• _Objective_:
Rewrite the records below, replacing every "marker" with "dot" and changing nothing else. Omit the pictures from your answer.

Position identification records
# # #
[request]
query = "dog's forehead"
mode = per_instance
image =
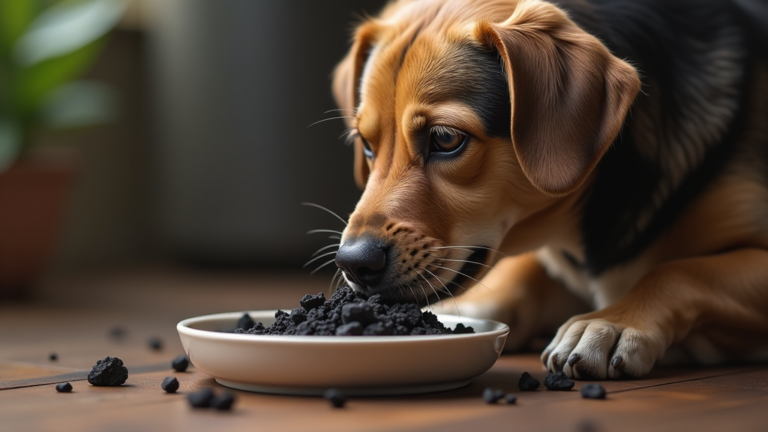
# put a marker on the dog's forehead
(427, 65)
# # #
• _The reply_:
[request]
query = "dog's forehead"
mode = per_instance
image =
# put a dot on the dog's forehead
(427, 65)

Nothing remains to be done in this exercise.